**Record extracts:**
◆ ◆ ◆ ◆
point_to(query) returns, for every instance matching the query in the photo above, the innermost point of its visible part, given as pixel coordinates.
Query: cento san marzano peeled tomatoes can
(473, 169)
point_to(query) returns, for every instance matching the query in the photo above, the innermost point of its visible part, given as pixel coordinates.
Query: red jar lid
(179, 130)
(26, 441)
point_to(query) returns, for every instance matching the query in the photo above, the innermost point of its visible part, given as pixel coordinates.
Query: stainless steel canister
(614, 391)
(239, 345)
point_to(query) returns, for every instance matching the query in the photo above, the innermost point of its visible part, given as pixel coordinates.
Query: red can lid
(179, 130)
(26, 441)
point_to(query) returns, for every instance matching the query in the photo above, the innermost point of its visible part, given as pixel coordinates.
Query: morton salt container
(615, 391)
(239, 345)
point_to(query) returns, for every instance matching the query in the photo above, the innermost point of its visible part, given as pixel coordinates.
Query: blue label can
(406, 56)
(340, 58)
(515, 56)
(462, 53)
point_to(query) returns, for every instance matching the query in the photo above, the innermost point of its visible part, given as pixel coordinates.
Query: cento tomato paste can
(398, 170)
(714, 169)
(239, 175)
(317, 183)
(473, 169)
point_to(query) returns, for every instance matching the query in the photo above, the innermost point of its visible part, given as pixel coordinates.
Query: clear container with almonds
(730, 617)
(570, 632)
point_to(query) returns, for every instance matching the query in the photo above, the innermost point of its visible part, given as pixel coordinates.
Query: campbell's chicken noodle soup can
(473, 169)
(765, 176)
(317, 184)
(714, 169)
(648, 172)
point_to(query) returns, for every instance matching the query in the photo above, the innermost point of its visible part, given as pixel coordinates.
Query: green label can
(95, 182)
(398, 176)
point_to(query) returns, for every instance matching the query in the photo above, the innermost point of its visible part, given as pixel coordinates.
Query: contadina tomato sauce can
◆ ◆ ◆ ◆
**Task requirements:** Gather every line above that contains the string "container", and copy each one in full.

**The reply:**
Query: morton salt container
Query: clear container with almonds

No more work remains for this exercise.